DOCUMENT PASSAGE
Kisii man goes berserk, burns family home, digs graves after investment goes up in smoke

A grave dug inside a room at the house of Kefa Mobisa in Ibacho, Nyaribari Masaba in Kisii on August 24,2022. Mobisa set his house on fire, dug a grave inside another house and threatened to hang himself following months of distress over an overdue loan

Photo credit: Ondari Ogega | Nation Media Group.

An enraged man in Ibacho, Kisii County, went berserk, set on fire his family’s houses and attempted to take his own life and those of his wife and three children.

Mr Kefa Mobisa, now in police custody, was said to have turned into a drug user and peddler, a business he started after a school he had set up collapsed during the Covid-19 pandemic.

Last week, he reportedly dug two graves in one of his houses, one for his wife and another for his one-year-old son, before attaching a rope to the roof of his house to hang himself.

He then set his other house on fire, before taking a panga and brandishing it in the air and threatening to cut into pieces people who had gathered in his compound.

WHAT TO WORK ON
Copy the part of the news article on the Kisii man from "An enraged man" to "to hang himself.".

SUPPLIED MATERIAL

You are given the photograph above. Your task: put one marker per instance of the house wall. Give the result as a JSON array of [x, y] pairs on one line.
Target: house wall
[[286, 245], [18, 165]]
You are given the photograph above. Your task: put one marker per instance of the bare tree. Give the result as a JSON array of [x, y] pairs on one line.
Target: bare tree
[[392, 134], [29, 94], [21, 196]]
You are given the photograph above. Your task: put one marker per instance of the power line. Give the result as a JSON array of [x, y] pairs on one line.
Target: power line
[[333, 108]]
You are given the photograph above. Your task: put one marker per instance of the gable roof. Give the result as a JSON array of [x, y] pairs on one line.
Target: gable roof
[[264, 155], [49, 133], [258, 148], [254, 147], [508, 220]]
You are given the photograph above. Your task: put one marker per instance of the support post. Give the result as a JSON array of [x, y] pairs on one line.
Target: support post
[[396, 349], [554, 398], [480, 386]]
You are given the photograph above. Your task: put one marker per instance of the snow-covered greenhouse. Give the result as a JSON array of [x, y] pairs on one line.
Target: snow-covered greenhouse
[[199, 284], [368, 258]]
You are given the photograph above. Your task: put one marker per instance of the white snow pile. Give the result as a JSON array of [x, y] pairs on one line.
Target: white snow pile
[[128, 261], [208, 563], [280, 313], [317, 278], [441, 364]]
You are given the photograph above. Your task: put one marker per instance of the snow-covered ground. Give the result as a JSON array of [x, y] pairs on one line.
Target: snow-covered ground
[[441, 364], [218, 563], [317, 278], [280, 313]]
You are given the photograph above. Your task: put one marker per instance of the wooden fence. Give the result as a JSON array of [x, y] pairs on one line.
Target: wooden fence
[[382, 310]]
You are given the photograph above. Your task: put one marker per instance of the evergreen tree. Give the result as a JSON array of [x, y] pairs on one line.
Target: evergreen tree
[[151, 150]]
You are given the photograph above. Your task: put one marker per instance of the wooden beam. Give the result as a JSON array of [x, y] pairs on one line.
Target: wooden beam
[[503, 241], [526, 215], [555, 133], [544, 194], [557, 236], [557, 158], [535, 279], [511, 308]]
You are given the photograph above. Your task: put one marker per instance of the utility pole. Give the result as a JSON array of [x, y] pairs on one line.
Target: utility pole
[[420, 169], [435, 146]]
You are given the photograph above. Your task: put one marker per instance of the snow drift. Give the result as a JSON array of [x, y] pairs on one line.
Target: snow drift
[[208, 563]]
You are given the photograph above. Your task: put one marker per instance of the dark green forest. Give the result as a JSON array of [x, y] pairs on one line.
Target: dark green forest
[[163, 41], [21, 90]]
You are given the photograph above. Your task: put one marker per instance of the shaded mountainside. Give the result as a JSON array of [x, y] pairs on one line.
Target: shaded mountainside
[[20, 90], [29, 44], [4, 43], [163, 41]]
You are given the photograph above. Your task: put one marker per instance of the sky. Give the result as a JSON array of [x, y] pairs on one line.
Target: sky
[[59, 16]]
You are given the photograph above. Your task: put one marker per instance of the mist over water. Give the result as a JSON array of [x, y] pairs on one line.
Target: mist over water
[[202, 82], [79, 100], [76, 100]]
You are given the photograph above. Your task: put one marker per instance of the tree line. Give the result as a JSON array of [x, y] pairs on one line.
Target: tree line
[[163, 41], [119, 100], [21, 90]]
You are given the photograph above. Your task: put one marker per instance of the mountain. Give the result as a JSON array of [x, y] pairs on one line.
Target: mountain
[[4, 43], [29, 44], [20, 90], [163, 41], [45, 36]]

ANSWER TO THIS PROBLEM
An enraged man in Ibacho, Kisii County, went berserk, set on fire his family’s houses and attempted to take his own life and those of his wife and three children.

Mr Kefa Mobisa, now in police custody, was said to have turned into a drug user and peddler, a business he started after a school he had set up collapsed during the Covid-19 pandemic.

Last week, he reportedly dug two graves in one of his houses, one for his wife and another for his one-year-old son, before attaching a rope to the roof of his house to hang himself.